╔══

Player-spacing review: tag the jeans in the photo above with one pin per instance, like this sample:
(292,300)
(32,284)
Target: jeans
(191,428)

╚══

#### Exercise aim
Faithfully write out the entire listing, line by line.

#### Response to this task
Player-spacing review: tag the jeans in the photo above with one pin per instance, like this sample:
(292,300)
(32,284)
Target: jeans
(191,428)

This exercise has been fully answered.